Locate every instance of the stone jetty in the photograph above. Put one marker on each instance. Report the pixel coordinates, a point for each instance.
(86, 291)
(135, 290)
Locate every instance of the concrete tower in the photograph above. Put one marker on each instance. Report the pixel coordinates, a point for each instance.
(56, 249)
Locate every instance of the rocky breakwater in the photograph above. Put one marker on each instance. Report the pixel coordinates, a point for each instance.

○ ○ ○ ○ ○

Reproduce all of the items above, switching each "marker" to "dot" and leaving the rest unchanged.

Locate every instance of the stone jetty in the photograph above. Put one dot on each instance. Report the pixel coordinates, a point for each instance.
(86, 291)
(135, 290)
Locate every instance of the concrete tower in the photograph above. Put one dot on each instance. Report the pixel coordinates, a point for each instance.
(56, 249)
Locate every instance of the rocky breakwater in the photograph above. Put one dot on each instance. Report the pixel coordinates, a point for each instance.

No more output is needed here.